**Given request**: Find every line in the records below that contains the string "white" and copy each of those lines verbatim.

******

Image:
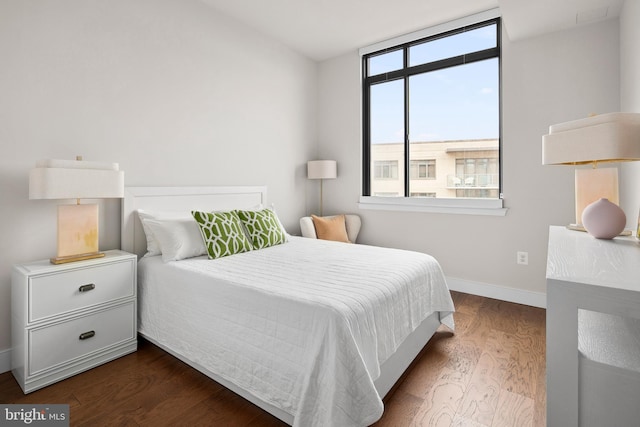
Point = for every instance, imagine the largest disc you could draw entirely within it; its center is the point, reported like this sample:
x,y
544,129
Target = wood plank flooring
x,y
490,373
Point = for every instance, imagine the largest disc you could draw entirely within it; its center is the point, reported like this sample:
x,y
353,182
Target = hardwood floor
x,y
491,372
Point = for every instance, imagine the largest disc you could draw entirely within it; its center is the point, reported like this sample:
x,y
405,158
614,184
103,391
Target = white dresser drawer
x,y
53,294
60,343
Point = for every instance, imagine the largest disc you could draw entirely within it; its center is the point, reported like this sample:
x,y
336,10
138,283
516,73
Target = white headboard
x,y
180,199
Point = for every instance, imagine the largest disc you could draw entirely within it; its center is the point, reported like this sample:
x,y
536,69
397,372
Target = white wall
x,y
173,91
630,102
546,80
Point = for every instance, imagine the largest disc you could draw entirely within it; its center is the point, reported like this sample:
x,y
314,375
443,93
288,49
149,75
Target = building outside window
x,y
434,102
386,169
423,169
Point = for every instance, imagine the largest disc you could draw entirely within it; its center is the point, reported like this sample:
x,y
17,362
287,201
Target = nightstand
x,y
69,318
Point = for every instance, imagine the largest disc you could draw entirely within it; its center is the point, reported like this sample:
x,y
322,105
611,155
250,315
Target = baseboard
x,y
5,361
519,296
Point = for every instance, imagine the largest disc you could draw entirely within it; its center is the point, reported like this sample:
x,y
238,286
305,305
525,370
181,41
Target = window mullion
x,y
407,141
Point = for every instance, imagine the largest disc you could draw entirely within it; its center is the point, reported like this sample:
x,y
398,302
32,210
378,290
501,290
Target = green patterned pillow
x,y
222,233
263,227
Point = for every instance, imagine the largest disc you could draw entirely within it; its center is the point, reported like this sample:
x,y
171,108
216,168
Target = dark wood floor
x,y
490,373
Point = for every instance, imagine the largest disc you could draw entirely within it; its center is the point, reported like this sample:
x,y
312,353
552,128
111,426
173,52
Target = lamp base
x,y
74,258
580,227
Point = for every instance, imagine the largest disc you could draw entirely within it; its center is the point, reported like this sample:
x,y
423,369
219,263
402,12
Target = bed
x,y
314,332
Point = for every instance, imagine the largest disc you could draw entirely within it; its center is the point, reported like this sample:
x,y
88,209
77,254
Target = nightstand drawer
x,y
54,294
66,341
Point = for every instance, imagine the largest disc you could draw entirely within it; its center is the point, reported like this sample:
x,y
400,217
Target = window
x,y
434,101
423,169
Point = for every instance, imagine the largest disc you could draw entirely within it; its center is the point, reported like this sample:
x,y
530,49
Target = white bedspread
x,y
303,326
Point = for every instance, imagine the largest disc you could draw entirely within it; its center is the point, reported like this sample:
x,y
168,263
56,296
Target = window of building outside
x,y
432,116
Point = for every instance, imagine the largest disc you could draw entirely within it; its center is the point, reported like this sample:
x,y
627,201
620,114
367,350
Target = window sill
x,y
492,207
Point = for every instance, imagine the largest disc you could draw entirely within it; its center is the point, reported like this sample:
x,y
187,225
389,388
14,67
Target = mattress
x,y
303,326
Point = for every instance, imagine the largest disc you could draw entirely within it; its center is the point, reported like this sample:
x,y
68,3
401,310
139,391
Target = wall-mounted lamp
x,y
76,179
322,169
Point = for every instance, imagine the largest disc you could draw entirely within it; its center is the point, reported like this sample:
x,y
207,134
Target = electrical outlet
x,y
522,258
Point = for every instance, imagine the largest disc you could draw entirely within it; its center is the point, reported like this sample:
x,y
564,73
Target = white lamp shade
x,y
75,179
322,169
612,137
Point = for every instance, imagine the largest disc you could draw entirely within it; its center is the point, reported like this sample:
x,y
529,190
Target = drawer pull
x,y
87,288
87,335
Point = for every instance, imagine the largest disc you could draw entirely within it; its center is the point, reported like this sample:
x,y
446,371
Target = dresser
x,y
71,317
593,330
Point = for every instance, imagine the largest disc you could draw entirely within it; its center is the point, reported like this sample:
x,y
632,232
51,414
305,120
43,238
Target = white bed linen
x,y
303,326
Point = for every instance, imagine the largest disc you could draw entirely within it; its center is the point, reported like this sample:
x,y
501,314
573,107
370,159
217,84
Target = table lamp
x,y
322,169
77,223
612,137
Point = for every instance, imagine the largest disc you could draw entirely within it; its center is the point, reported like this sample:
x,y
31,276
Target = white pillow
x,y
152,245
177,238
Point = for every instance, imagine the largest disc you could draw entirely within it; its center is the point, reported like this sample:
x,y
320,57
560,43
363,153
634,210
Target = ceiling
x,y
322,29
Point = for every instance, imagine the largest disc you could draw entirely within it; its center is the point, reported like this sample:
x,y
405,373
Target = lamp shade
x,y
322,169
75,179
613,137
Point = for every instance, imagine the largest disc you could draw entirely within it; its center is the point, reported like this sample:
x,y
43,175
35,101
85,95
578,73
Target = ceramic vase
x,y
603,219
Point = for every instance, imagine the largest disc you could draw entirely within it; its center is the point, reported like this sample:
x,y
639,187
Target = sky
x,y
451,104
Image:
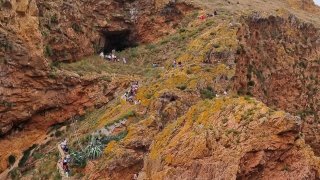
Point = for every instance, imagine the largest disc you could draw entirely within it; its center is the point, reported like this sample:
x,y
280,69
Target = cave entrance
x,y
118,40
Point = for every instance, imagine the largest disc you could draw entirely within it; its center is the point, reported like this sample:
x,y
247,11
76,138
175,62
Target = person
x,y
64,163
174,63
113,55
135,176
63,144
225,93
68,158
67,170
202,17
101,54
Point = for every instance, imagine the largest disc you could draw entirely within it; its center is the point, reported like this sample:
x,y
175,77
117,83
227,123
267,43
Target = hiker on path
x,y
101,55
113,55
64,146
174,63
67,170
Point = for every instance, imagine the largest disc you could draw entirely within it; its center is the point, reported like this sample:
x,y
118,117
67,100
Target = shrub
x,y
182,87
11,160
14,174
94,149
79,159
122,117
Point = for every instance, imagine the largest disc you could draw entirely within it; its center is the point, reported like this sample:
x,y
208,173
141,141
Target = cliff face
x,y
231,139
278,62
35,34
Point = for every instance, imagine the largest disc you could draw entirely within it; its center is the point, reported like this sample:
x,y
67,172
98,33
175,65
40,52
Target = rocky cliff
x,y
231,139
243,103
35,34
278,62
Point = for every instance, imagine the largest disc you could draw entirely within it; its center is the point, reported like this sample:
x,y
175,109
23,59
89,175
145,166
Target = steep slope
x,y
231,138
35,35
190,121
278,62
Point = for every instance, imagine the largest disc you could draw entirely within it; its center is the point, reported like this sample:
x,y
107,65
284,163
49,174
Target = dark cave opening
x,y
118,40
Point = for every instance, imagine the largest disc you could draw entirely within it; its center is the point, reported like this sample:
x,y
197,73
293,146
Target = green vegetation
x,y
94,149
122,117
11,160
15,174
76,27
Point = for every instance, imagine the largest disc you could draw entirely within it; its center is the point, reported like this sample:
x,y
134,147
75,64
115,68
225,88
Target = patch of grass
x,y
37,155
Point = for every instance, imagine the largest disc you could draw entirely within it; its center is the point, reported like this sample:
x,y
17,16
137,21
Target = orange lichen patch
x,y
190,139
114,113
112,148
10,144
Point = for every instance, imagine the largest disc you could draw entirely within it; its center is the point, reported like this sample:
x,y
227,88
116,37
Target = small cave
x,y
118,40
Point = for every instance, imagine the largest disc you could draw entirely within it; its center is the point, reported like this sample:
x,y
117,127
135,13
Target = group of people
x,y
113,57
67,159
175,64
130,95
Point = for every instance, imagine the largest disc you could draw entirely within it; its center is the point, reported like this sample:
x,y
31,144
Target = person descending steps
x,y
63,163
131,93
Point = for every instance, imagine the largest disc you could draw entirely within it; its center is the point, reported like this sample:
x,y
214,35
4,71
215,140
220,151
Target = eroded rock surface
x,y
231,139
278,62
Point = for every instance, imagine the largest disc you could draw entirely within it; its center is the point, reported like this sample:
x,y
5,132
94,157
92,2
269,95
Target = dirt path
x,y
59,163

******

**Reply**:
Target = white dresser drawer
Target = white headboard
Target = white wall
Target = white bedspread
Target = white lamp shade
Target = white bed linen
Target = white pillow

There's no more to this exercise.